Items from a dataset
--------
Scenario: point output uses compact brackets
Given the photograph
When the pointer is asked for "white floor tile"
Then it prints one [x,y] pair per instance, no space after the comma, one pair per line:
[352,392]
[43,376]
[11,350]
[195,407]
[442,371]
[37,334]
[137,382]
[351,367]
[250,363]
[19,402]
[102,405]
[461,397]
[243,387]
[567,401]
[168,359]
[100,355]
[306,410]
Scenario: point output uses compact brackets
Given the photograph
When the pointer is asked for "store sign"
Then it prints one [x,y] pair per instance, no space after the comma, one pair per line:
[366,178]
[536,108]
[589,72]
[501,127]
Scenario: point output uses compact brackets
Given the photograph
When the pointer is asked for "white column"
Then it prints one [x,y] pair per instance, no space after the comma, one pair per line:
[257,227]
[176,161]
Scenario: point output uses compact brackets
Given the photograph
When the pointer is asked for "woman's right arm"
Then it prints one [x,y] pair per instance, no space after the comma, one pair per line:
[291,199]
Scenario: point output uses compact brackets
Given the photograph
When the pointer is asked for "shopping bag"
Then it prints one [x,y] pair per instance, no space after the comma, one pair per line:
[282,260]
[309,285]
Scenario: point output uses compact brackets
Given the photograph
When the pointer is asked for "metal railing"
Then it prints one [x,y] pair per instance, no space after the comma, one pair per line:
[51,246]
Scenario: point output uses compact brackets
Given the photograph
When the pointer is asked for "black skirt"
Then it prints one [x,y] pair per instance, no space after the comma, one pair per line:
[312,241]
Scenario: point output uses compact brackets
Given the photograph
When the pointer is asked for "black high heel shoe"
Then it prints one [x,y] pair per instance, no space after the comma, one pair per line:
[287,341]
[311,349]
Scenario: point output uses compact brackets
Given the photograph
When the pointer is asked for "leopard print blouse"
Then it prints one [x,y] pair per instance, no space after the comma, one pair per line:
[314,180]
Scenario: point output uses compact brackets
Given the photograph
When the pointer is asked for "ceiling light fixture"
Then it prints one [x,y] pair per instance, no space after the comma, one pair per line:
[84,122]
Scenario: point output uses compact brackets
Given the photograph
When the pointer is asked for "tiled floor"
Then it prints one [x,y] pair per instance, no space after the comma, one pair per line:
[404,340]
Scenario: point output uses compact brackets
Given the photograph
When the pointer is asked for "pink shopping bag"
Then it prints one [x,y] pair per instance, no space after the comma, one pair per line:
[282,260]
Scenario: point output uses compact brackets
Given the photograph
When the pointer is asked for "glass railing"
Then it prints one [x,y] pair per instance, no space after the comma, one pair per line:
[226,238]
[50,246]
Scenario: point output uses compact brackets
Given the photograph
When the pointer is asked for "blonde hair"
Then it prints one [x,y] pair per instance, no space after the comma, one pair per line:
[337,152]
--------
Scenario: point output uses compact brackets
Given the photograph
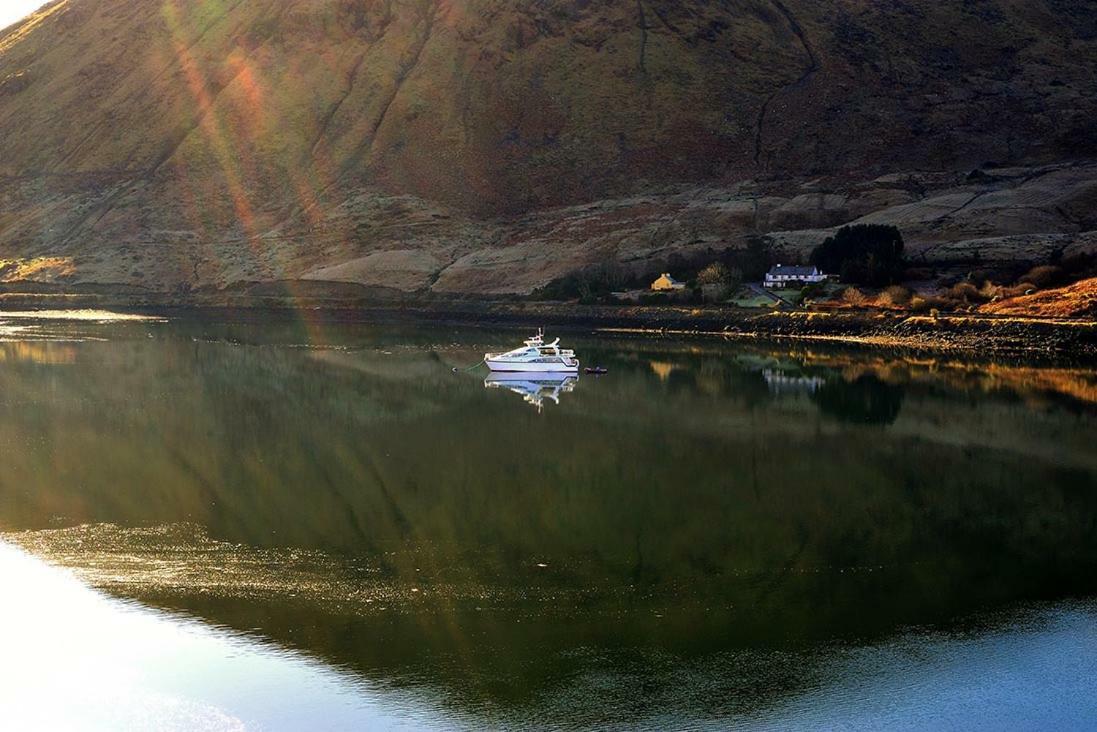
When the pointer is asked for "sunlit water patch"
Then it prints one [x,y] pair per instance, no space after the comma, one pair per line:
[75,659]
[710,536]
--------
» **YOUR GOAL**: Count the lines of the material above that contain the string "railing", with case counting. Reply with the number alone.

» **RESULT OF THE EXERCISE**: 2